### ASSIGNMENT
Only one stretch of the data below should be repeated: the lines from the line containing "Target: brick chimney" through the line containing "Target: wrought iron gate", inclusive, exactly as they are.

### EXERCISE INPUT

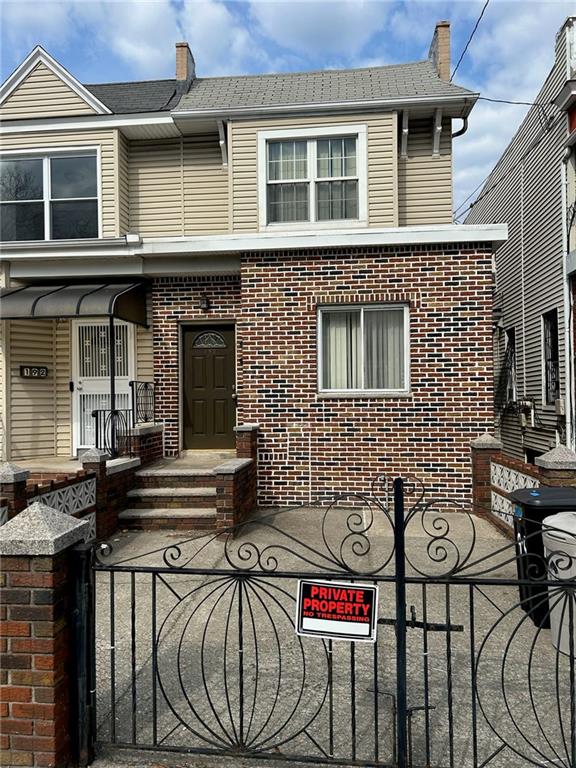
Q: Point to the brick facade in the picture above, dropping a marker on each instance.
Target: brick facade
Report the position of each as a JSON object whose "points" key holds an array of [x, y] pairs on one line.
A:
{"points": [[310, 445], [35, 649]]}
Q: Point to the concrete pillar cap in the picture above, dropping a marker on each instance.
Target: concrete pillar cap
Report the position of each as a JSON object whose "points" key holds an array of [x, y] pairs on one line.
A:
{"points": [[560, 457], [10, 473], [41, 530], [487, 441]]}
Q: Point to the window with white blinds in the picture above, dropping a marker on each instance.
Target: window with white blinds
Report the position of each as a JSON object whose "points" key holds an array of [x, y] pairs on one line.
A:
{"points": [[93, 346], [313, 176], [364, 349]]}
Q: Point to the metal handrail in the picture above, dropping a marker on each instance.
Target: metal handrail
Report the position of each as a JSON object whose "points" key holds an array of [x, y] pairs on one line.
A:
{"points": [[142, 401], [113, 433]]}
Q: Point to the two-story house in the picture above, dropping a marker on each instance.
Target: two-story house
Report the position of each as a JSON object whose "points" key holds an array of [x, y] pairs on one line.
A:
{"points": [[275, 250], [532, 187]]}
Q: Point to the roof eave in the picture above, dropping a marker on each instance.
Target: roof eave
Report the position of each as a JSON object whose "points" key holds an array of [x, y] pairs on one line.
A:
{"points": [[465, 101]]}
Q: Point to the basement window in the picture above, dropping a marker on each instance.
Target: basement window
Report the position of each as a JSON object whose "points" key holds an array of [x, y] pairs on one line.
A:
{"points": [[52, 197]]}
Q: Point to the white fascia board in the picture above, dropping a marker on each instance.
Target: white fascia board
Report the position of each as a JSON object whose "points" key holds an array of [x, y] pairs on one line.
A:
{"points": [[59, 124], [494, 234], [467, 101], [37, 56]]}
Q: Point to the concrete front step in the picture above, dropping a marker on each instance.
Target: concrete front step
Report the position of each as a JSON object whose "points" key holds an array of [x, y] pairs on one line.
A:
{"points": [[175, 479], [149, 519], [172, 498]]}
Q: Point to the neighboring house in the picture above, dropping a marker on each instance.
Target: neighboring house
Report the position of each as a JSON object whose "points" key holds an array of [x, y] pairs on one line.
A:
{"points": [[532, 188], [274, 249]]}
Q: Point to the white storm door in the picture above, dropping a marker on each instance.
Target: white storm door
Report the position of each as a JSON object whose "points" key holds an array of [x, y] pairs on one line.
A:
{"points": [[91, 370]]}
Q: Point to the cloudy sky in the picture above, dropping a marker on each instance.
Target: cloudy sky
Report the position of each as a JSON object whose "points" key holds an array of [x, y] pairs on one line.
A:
{"points": [[107, 40]]}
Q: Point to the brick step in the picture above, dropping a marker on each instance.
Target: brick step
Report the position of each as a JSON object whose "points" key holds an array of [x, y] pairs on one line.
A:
{"points": [[175, 479], [171, 498], [152, 519]]}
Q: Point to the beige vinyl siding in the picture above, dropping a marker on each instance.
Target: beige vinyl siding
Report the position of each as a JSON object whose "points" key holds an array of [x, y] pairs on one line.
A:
{"points": [[43, 94], [424, 181], [105, 140], [123, 151], [145, 347], [32, 401], [382, 165], [155, 184], [4, 346], [178, 187], [529, 265], [205, 187]]}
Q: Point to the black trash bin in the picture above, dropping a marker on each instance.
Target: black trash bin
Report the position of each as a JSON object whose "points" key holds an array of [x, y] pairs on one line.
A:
{"points": [[531, 506]]}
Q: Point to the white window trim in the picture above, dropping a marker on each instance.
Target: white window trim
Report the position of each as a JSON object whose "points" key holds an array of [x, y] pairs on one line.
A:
{"points": [[363, 393], [332, 131], [42, 153]]}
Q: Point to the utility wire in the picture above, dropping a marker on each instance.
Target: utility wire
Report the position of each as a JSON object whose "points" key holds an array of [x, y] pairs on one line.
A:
{"points": [[470, 39], [537, 140], [522, 103]]}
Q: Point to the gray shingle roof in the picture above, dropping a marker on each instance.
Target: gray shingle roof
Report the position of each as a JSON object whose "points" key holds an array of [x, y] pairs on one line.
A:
{"points": [[140, 96], [395, 82]]}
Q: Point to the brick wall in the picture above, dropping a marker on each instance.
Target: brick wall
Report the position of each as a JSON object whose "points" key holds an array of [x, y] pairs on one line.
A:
{"points": [[34, 655], [174, 301], [311, 446]]}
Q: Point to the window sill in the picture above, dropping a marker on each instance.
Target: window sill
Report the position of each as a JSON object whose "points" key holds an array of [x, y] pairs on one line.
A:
{"points": [[363, 394]]}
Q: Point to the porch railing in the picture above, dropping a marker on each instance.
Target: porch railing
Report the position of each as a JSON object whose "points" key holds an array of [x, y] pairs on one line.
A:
{"points": [[113, 431], [142, 401]]}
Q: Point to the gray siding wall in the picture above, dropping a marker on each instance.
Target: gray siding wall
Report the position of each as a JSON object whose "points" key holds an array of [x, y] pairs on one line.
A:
{"points": [[529, 266]]}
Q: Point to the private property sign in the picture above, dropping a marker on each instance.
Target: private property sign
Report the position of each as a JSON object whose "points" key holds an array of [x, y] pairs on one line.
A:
{"points": [[339, 610]]}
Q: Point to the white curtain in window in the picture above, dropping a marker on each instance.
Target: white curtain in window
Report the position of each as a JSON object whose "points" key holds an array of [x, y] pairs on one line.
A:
{"points": [[384, 349], [341, 350]]}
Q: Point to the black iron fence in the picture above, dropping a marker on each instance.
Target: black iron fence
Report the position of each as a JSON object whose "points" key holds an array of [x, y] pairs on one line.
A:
{"points": [[196, 648], [113, 431], [142, 401]]}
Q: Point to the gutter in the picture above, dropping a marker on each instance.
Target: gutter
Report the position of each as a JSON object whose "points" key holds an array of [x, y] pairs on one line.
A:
{"points": [[467, 101], [437, 234]]}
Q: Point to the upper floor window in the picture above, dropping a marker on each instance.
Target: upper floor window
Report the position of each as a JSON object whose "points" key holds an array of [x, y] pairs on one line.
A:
{"points": [[53, 197], [315, 176], [551, 357]]}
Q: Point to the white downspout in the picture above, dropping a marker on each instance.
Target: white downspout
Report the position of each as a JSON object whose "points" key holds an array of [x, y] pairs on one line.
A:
{"points": [[567, 302]]}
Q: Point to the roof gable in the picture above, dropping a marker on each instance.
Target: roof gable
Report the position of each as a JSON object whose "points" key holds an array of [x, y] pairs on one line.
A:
{"points": [[41, 87]]}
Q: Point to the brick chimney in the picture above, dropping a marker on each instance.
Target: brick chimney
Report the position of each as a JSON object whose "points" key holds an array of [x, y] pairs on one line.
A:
{"points": [[439, 53], [185, 65]]}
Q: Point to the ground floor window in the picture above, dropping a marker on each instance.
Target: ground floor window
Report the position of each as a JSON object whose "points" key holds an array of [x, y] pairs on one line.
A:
{"points": [[364, 349]]}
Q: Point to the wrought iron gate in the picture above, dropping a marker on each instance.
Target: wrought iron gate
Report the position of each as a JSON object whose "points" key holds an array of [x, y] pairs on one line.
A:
{"points": [[195, 648]]}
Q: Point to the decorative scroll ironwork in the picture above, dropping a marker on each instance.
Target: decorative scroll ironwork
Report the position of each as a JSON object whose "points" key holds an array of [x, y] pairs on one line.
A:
{"points": [[112, 432], [198, 652], [72, 498], [143, 402], [209, 340]]}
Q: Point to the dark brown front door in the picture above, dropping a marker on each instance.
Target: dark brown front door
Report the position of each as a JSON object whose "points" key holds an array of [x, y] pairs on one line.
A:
{"points": [[209, 378]]}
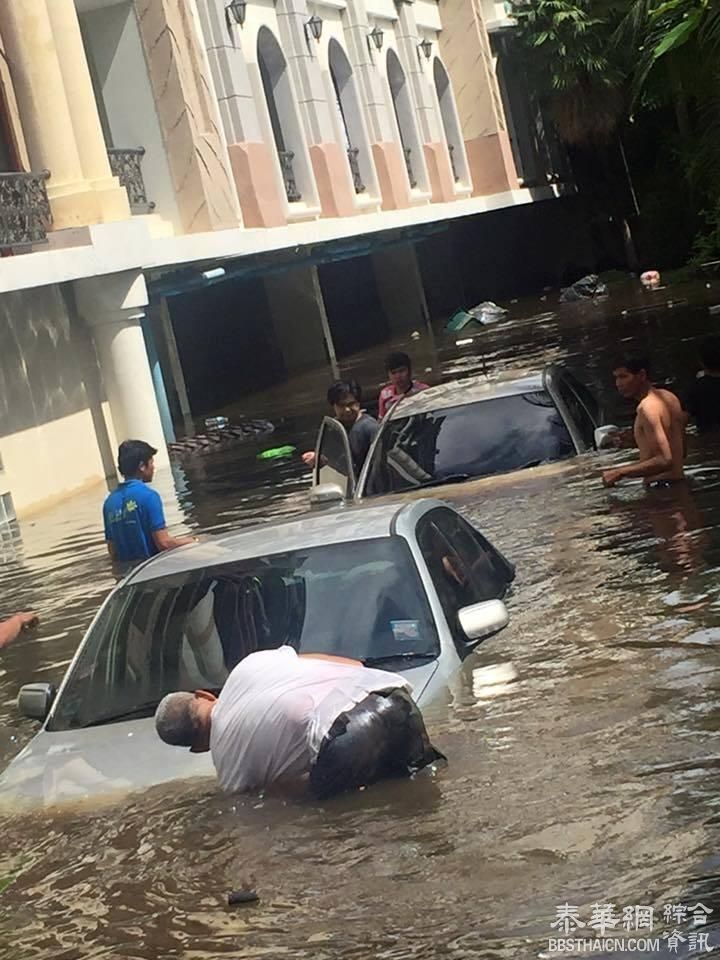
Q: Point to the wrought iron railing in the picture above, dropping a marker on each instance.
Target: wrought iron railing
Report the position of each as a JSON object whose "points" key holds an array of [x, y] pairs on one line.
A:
{"points": [[291, 190], [126, 165], [408, 164], [451, 151], [25, 215], [355, 169]]}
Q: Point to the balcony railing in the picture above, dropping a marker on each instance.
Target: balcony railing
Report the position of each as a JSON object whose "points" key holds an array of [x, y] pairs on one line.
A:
{"points": [[451, 151], [355, 169], [408, 164], [126, 165], [25, 215], [291, 190]]}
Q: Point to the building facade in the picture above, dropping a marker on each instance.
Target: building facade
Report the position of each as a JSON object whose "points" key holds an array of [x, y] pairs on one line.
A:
{"points": [[160, 159]]}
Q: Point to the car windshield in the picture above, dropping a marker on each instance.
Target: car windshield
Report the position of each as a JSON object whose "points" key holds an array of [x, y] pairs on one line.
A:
{"points": [[363, 600], [473, 440]]}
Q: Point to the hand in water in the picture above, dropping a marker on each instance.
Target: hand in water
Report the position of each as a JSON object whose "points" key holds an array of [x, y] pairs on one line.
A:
{"points": [[11, 628], [619, 440], [28, 620], [611, 477]]}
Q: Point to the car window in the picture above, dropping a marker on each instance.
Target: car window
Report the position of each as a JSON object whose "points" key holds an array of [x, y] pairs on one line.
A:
{"points": [[487, 571], [586, 398], [363, 600], [464, 568], [334, 461], [473, 440], [578, 412]]}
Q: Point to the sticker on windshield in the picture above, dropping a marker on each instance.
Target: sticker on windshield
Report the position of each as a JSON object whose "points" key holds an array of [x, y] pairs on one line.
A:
{"points": [[405, 631]]}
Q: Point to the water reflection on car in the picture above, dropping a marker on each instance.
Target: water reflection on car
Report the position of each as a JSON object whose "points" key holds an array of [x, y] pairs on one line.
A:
{"points": [[412, 588], [465, 430]]}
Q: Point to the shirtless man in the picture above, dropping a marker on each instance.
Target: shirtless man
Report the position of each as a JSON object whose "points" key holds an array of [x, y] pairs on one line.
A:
{"points": [[659, 429]]}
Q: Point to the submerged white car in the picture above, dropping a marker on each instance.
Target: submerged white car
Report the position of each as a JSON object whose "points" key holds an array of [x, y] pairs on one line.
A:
{"points": [[412, 588], [463, 430]]}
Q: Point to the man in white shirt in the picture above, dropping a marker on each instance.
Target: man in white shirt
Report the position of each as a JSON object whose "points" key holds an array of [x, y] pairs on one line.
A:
{"points": [[327, 722]]}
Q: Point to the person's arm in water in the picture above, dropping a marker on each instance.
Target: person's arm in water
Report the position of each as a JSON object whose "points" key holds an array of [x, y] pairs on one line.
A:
{"points": [[621, 439], [661, 458], [163, 540], [11, 628], [332, 658]]}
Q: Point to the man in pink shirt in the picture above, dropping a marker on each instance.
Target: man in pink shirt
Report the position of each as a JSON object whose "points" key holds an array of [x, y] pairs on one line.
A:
{"points": [[399, 369]]}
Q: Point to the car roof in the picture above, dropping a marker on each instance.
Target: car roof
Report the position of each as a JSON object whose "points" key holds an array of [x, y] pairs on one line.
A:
{"points": [[312, 529], [456, 393]]}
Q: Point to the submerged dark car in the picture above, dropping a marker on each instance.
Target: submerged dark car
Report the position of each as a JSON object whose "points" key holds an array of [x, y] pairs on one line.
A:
{"points": [[465, 430]]}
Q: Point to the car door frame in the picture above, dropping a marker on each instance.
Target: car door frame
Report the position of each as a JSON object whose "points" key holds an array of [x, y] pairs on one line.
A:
{"points": [[330, 423], [461, 649], [552, 377]]}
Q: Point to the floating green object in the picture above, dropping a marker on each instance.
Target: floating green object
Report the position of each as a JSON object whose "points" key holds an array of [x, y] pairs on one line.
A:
{"points": [[459, 319], [276, 452]]}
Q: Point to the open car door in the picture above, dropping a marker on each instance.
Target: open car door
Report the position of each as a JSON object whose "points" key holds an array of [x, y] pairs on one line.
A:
{"points": [[333, 461]]}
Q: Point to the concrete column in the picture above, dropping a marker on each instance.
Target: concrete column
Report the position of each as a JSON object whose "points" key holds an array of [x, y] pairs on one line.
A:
{"points": [[328, 157], [188, 115], [176, 372], [113, 307], [158, 381], [300, 320], [42, 102], [400, 287], [251, 159], [89, 138], [465, 50]]}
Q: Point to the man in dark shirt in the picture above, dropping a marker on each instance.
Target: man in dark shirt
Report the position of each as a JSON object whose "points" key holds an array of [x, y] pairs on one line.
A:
{"points": [[344, 397], [133, 515], [704, 395]]}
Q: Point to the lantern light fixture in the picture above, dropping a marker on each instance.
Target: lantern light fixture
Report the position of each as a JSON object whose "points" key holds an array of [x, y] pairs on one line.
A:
{"points": [[314, 26], [376, 36], [425, 47], [236, 9]]}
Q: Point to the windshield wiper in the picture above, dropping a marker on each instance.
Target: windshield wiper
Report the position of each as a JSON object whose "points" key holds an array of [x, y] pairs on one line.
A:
{"points": [[387, 658], [142, 710], [452, 478]]}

### RESPONSE
Target: brick chimney
Report the position of each as a JSON object whose "points" key holds an array of [x, y] pairs on one line.
A:
{"points": [[439, 53], [185, 65]]}
Q: Point to the ground floor window in the picture above, dropping a marker on each instance.
Target: ground floor window
Report the position of each as a JSON object whose "points" key holds an array of [x, y] pairs on one line.
A:
{"points": [[364, 349]]}
Q: Point to the wrought iron gate in the picture above, dropping a marker on each instance.
Target: wrought iron gate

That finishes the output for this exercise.